__Objective__.
Update everything from the start of the listing down to the line containing "0 175 30 290" by replacing "chimney" with "smokestack" and leaving every other part unchanged.

(Excerpts of bounding box data)
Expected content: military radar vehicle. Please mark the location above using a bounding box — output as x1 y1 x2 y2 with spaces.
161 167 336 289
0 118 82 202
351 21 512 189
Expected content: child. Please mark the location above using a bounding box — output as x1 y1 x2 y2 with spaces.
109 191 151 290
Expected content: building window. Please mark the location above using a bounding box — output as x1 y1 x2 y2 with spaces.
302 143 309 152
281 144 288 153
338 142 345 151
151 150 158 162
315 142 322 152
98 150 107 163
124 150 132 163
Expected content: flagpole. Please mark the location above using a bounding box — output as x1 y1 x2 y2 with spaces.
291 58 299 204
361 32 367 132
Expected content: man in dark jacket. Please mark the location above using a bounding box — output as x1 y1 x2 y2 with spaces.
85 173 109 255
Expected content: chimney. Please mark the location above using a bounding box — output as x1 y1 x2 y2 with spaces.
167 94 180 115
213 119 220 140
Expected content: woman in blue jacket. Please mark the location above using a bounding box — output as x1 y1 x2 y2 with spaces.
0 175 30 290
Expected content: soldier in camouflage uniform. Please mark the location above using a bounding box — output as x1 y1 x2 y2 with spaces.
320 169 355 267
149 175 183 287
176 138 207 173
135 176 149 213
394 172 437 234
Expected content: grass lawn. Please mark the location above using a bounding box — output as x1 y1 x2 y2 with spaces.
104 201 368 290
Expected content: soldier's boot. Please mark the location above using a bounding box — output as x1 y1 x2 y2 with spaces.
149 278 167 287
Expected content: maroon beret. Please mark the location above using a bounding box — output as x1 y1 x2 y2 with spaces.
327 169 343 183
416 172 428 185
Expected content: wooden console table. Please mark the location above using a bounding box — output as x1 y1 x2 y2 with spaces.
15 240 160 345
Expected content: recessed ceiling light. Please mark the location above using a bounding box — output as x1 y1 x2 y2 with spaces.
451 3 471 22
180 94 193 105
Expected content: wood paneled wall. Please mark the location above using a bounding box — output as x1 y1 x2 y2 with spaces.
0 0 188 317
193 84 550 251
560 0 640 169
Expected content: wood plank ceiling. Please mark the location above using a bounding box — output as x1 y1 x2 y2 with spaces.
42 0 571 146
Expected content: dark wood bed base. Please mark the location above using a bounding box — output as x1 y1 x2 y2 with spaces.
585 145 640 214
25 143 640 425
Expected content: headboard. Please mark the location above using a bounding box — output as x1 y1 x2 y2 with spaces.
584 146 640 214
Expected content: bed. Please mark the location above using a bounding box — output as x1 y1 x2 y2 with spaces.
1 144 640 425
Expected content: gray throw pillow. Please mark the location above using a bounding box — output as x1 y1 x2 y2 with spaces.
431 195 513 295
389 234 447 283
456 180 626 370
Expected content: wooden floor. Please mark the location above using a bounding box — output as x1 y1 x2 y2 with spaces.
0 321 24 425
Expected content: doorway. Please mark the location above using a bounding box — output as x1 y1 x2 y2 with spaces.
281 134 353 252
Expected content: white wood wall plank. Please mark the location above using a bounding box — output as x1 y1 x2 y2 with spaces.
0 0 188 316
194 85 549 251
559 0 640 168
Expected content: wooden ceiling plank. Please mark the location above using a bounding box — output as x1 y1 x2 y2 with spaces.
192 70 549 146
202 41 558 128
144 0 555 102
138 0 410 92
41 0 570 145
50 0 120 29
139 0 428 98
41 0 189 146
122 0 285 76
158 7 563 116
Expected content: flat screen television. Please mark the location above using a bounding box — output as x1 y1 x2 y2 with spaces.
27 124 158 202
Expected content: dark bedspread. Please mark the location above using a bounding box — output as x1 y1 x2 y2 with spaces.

__Solution to this task__.
Expected content: military radar vehicle. Please mark the location above using a bounding box — output as x1 y1 x2 y2 with spaces.
161 167 336 289
0 118 82 202
351 21 512 189
Expected content: child. Please mark the location above using a bounding box — output as x1 y1 x2 y2 with spaces.
109 191 151 290
Expected content: building window. Please mark the location above using a bounding box — output as x1 y1 x2 y2 with spaces.
302 143 309 152
281 144 288 153
338 142 345 151
151 150 158 162
315 142 322 152
98 150 107 163
124 150 132 163
Expected content: flagpole. Please mark the location above using a bounding box — output as x1 y1 x2 y2 with spaces.
291 58 299 204
361 32 367 132
Expected content: man in dark jacket. Please mark the location above using a bounding box — output as x1 y1 x2 y2 with spaces.
85 173 109 255
Expected content: smokestack. Please mark the location above using a bounding box — output as x1 y1 x2 y2 with spaces.
167 94 180 115
213 119 220 140
Expected content: woman in blue jacket. Please mark the location above using a bounding box — output as x1 y1 x2 y2 with spaces.
0 175 30 290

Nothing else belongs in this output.